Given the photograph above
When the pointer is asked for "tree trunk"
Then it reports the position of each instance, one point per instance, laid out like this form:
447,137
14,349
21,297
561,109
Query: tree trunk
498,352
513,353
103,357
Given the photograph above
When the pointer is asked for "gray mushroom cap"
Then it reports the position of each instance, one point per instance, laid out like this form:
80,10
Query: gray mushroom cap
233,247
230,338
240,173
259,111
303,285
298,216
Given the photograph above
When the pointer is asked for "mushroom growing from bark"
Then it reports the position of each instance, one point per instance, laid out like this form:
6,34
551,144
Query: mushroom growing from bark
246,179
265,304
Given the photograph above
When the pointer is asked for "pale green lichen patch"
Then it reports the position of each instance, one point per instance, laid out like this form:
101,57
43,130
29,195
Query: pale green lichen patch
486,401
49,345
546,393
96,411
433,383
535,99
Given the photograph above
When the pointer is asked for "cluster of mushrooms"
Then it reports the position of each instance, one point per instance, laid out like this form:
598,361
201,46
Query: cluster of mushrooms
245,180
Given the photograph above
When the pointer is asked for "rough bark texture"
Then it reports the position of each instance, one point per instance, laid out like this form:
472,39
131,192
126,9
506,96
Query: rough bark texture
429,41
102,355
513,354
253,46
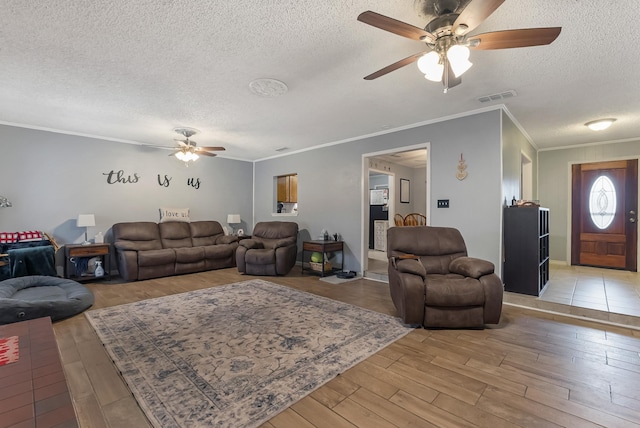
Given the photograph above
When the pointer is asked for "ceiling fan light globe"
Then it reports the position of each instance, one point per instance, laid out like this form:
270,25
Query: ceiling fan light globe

### GIVEN REQUEST
Rewrite every line of the listing above as a numbered list, skipping blank lines and leaving out any pictures.

### TASK SOLUTION
1. Given the photograph above
2. When the pointer is asked for "tree trunk"
3. Then it reports the position of each instance, one point per instance, laid out like this form:
4. 447,137
5. 14,349
6. 21,297
7. 561,109
8. Query: tree trunk
9. 498,352
10. 513,353
11. 103,357
12. Given the photograph above
13. When the pointer is asked for "gray mushroom cap"
14. Then it reports the position of each instance, one point per instance, laid out like this form:
15. 80,10
16. Query: gray mushroom cap
17. 233,247
18. 230,338
19. 240,173
20. 259,111
21. 303,285
22. 298,216
23. Given the photograph above
24. When the pointer is asked for "mushroom growing from bark"
25. Then it reports the position of each instance, one point per instance, laid out like this form:
26. 6,34
27. 551,144
28. Query: mushroom growing from bark
29. 246,179
30. 265,304
31. Given the photograph above
32. When the pointer is asked for "pale green lichen patch"
33. Then it reports the position of each instance, one point per instance, laid out like this form:
34. 101,57
35. 43,130
36. 29,195
37. Query: pale green lichen patch
38. 486,401
39. 49,345
40. 546,393
41. 96,411
42. 433,383
43. 535,99
44. Given the photograph above
45. When the pointer is asked for "cluster of mushrooms"
46. Then it reports the position of each instance, one point per instance, laid out like this form:
47. 598,361
48. 201,46
49. Query: cluster of mushrooms
50. 245,180
51. Given the photograph above
52. When the pointer is asked for "rough bark texture"
53. Then it reports the position of each instance, one point per instance, laid out like this form:
54. 472,39
55. 131,192
56. 126,9
57. 506,96
58. Query: rough bark texture
59. 429,41
60. 102,355
61. 513,354
62. 253,46
63. Given the photograph above
64. When the pointer is asked for "ceiling fan light globe"
65. Then it reports the position of each instance, one point per instance, laid out like this form:
66. 270,25
67. Query: ceiling fan light globe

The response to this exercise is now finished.